Problem description:
In the records below, find the line containing "written like (201,56)."; give it again exactly, along with every line that follows, and nothing else.

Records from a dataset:

******************************

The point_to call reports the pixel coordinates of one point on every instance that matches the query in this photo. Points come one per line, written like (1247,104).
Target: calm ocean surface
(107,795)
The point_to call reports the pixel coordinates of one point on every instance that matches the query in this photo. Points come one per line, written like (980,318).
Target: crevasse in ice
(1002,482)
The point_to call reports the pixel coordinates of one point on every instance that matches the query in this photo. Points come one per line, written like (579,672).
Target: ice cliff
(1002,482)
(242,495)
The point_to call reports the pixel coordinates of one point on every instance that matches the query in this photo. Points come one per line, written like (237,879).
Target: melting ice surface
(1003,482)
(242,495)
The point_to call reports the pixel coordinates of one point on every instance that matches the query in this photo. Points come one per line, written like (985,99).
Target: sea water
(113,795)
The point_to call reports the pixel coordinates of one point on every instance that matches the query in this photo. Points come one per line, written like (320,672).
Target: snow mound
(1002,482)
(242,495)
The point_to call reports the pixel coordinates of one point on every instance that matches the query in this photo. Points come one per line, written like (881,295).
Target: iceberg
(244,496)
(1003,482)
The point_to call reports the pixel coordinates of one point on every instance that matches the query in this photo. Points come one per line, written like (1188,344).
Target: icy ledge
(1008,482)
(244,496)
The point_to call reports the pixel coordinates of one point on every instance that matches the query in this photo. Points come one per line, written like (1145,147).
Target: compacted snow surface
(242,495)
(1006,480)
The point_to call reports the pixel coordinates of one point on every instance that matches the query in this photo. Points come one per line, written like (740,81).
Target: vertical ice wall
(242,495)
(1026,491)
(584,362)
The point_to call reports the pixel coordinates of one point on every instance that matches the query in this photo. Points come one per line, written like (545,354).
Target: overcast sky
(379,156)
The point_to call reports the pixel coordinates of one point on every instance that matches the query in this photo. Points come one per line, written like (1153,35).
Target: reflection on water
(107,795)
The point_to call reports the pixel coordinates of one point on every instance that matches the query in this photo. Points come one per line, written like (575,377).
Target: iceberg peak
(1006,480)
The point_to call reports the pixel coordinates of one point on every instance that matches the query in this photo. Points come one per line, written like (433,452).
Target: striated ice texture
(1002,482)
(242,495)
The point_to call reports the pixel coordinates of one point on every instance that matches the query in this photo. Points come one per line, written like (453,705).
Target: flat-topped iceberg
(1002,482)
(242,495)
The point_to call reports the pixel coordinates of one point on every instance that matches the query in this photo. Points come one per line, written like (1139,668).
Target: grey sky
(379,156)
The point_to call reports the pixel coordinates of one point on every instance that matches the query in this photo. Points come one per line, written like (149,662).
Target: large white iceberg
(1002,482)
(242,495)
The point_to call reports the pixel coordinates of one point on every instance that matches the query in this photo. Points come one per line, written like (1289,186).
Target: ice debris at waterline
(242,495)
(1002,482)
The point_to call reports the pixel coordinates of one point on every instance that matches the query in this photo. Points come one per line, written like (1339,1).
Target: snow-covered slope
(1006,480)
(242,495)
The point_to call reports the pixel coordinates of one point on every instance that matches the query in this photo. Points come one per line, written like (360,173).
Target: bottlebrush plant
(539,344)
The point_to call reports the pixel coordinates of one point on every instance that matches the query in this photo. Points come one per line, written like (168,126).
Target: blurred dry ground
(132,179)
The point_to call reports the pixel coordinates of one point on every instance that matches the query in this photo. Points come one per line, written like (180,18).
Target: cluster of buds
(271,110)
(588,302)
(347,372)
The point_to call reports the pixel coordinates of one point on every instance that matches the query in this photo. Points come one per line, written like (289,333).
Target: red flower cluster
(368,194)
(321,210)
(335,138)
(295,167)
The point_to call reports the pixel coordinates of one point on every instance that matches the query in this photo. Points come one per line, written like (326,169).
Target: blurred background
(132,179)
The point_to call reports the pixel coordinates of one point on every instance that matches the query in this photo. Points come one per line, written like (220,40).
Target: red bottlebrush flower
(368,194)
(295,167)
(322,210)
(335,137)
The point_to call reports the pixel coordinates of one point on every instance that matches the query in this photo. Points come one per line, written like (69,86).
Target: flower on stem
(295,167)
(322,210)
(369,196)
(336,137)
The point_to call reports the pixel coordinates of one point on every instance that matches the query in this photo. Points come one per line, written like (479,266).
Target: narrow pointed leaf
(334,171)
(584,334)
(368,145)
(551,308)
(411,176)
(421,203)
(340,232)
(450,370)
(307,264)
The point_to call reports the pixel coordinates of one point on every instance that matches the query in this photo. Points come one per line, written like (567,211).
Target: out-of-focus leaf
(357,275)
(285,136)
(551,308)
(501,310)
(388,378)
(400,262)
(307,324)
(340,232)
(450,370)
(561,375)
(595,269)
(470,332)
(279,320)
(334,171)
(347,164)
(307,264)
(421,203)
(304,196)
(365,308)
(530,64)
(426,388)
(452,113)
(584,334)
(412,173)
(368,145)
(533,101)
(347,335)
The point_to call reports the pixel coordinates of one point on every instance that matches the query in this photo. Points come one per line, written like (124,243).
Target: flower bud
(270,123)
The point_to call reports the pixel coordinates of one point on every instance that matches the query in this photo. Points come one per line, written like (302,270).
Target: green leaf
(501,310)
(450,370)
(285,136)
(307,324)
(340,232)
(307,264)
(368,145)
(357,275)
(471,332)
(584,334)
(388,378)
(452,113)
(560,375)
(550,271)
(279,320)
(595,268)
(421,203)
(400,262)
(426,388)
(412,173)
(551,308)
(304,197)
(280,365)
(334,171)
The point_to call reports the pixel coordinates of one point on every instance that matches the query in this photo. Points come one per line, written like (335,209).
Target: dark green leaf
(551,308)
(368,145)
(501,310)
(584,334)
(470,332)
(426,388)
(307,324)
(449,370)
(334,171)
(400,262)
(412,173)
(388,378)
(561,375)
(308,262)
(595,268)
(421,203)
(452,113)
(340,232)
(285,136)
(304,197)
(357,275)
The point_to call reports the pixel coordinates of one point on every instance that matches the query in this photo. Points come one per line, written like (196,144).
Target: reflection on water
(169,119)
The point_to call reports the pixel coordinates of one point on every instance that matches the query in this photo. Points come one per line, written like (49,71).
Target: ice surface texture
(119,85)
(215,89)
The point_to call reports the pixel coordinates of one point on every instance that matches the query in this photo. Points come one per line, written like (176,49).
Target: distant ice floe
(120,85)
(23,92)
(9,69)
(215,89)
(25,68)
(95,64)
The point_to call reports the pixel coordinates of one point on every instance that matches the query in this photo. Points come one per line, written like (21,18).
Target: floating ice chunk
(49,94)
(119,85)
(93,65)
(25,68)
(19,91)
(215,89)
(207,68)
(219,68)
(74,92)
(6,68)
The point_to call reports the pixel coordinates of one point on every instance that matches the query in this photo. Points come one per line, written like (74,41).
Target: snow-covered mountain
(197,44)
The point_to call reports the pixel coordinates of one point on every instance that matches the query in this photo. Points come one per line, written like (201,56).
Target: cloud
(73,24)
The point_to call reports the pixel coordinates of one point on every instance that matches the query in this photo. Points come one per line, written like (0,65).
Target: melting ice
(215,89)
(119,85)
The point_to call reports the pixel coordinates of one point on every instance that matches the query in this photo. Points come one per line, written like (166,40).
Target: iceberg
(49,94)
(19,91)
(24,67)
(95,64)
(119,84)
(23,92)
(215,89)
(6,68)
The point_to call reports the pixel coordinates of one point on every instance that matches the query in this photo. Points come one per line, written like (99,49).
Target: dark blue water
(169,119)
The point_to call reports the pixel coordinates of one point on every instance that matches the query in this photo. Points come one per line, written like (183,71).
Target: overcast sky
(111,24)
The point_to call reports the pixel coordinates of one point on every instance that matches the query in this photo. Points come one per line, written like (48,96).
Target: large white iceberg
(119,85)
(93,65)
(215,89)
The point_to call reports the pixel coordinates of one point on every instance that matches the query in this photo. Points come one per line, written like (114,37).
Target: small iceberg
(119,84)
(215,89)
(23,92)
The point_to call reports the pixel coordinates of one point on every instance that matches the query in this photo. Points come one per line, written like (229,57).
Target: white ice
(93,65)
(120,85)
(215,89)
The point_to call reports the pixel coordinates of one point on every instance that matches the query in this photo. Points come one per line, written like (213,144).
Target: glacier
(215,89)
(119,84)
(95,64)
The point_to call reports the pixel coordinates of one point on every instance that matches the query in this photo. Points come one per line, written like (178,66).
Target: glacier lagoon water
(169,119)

******************************

Exercise output:
The point_to call reports the pixel coordinates of one point on every instance that matches the query in this photo. Points come one per line, written like (201,56).
Target: cloud
(73,24)
The point_to call reports the pixel coordinates of one point on every instance that matches the query in this photo. Points come one per line, written like (0,65).
Target: melting ice
(215,89)
(119,85)
The point_to call reports the pixel coordinates of one point on every instance that matches the query in this photo. Points come one per line, written like (166,40).
Target: iceberg
(49,94)
(19,91)
(24,67)
(95,64)
(119,84)
(23,92)
(215,89)
(6,68)
The point_to call reports the pixel coordinates of one point on every instance that matches the query in this photo. Points come one per line, written like (99,49).
Target: dark blue water
(169,119)
The point_to call reports the pixel coordinates of one point on every instance that matches the query in this photo. Points come one per line, written like (183,71).
Target: overcast sky
(111,24)
The point_to call reports the pixel coordinates of one point on every instance that matches the query in this photo. Points come one per line, written like (48,96).
Target: large white iceberg
(119,85)
(93,65)
(215,89)
The point_to call reports the pixel coordinates of one point on every instance that matches the query in this photo. Points come one per line, written like (114,37).
Target: small iceberg
(119,84)
(215,89)
(23,92)
The point_to call reports the pixel coordinates of one point on every instance that matches the query in this photo. Points come one per line, written like (229,57).
Target: white ice
(93,65)
(120,85)
(215,89)
The point_to call reports the pixel coordinates of one point on every instance that matches the query in this photo. Points come one per line, written like (213,144).
Target: glacier
(215,89)
(119,84)
(95,64)
The point_to call reports the pixel coordinates of one point on every instance that matches the query in this photo. Points come one per line, written like (178,66).
Target: glacier lagoon water
(169,119)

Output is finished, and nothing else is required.